*AIM OF THE EXERCISE:* In the listing below, extract every line that contains the string "positive" and copy each one out in full.

*EXERCISE INPUTS:*
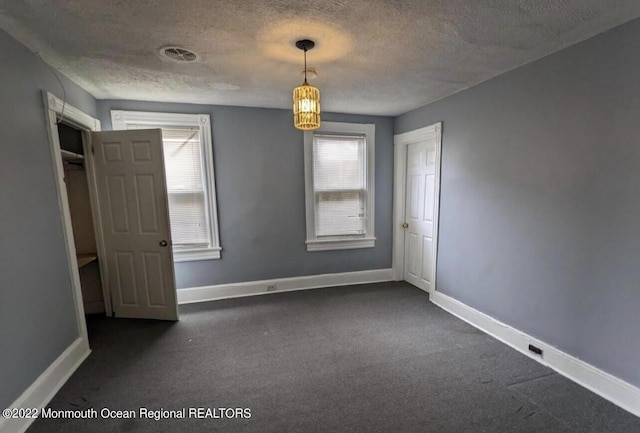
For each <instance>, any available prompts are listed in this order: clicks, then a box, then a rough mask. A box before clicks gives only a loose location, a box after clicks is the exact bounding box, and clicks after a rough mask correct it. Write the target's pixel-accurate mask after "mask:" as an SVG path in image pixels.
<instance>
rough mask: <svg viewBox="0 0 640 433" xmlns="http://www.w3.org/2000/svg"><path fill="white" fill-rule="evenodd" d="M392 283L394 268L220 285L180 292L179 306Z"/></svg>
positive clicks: (220, 284)
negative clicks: (255, 295) (349, 287)
mask: <svg viewBox="0 0 640 433" xmlns="http://www.w3.org/2000/svg"><path fill="white" fill-rule="evenodd" d="M391 280H392V271H391V269H374V270H371V271H356V272H345V273H340V274H323V275H310V276H303V277H292V278H276V279H273V280H262V281H247V282H243V283H232V284H219V285H216V286H204V287H193V288H189V289H180V290H178V304H180V305H182V304H193V303H196V302H207V301H215V300H218V299H227V298H240V297H244V296H255V295H266V294H270V293H278V292H290V291H294V290H307V289H318V288H321V287H334V286H349V285H353V284H365V283H381V282H385V281H391Z"/></svg>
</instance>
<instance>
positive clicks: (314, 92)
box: [293, 80, 320, 131]
mask: <svg viewBox="0 0 640 433" xmlns="http://www.w3.org/2000/svg"><path fill="white" fill-rule="evenodd" d="M293 123H294V125H295V127H296V128H298V129H301V130H303V131H310V130H312V129H317V128H319V127H320V90H318V88H317V87H314V86H312V85H310V84H309V83H307V80H305V81H304V83H302V85H301V86H298V87H296V88H295V89H293Z"/></svg>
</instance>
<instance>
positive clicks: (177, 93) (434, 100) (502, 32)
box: [0, 0, 640, 115]
mask: <svg viewBox="0 0 640 433" xmlns="http://www.w3.org/2000/svg"><path fill="white" fill-rule="evenodd" d="M638 16H640V1H638V0H615V1H613V0H555V1H551V0H457V1H456V0H416V1H410V0H395V1H393V0H314V1H299V0H278V1H275V0H263V1H257V0H237V1H236V0H118V1H115V0H114V1H109V2H107V1H104V0H24V1H17V0H0V27H2V28H3V29H4V30H5V31H7V32H8V33H9V34H11V35H12V36H13V37H15V38H16V39H18V40H19V41H21V42H22V43H23V44H25V45H26V46H28V47H29V48H30V49H31V50H32V51H34V52H36V53H38V54H40V56H41V57H42V58H43V59H45V60H46V61H47V62H48V63H50V64H51V65H53V66H54V67H56V68H57V69H58V70H60V71H62V72H63V73H64V74H65V75H67V76H68V77H70V78H71V79H73V80H74V81H76V82H77V83H78V84H80V85H81V86H82V87H84V88H85V89H87V90H88V91H89V92H90V93H91V94H93V95H94V96H95V97H97V98H100V99H107V98H109V99H136V100H149V101H176V102H178V101H179V102H195V103H206V104H218V105H242V106H253V107H275V108H290V106H291V91H292V89H293V87H295V86H297V85H299V84H300V83H301V81H302V76H301V72H302V70H303V66H302V62H303V56H302V52H301V51H299V50H298V49H296V48H295V46H294V44H295V41H296V40H298V39H301V38H310V39H313V40H314V41H315V42H316V48H315V49H313V50H312V51H310V52H309V54H308V62H309V67H310V68H315V69H317V71H318V77H317V78H316V79H315V80H313V81H312V83H313V84H314V85H316V86H318V87H319V88H320V90H321V92H322V104H323V110H325V111H334V112H343V113H362V114H380V115H397V114H400V113H404V112H406V111H409V110H411V109H414V108H417V107H419V106H422V105H425V104H427V103H429V102H432V101H435V100H437V99H440V98H442V97H444V96H447V95H450V94H452V93H455V92H457V91H460V90H462V89H465V88H467V87H470V86H472V85H474V84H477V83H480V82H482V81H484V80H487V79H489V78H491V77H493V76H496V75H498V74H500V73H502V72H505V71H507V70H510V69H513V68H515V67H517V66H520V65H522V64H524V63H528V62H530V61H532V60H535V59H537V58H540V57H542V56H544V55H547V54H550V53H552V52H554V51H557V50H559V49H561V48H563V47H566V46H568V45H571V44H573V43H576V42H578V41H581V40H584V39H587V38H589V37H591V36H593V35H596V34H598V33H601V32H603V31H605V30H608V29H610V28H612V27H614V26H616V25H619V24H622V23H624V22H627V21H629V20H631V19H633V18H636V17H638ZM167 45H177V46H183V47H186V48H189V49H191V50H193V51H195V52H196V53H197V54H198V55H199V56H200V58H199V60H198V61H197V62H195V63H192V64H177V63H175V62H171V61H169V60H166V59H163V58H161V56H160V55H159V54H158V50H159V49H160V48H161V47H163V46H167Z"/></svg>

*EXERCISE SOLUTION:*
positive clicks: (220, 284)
positive clicks: (314, 92)
positive clicks: (177, 93) (434, 100) (502, 32)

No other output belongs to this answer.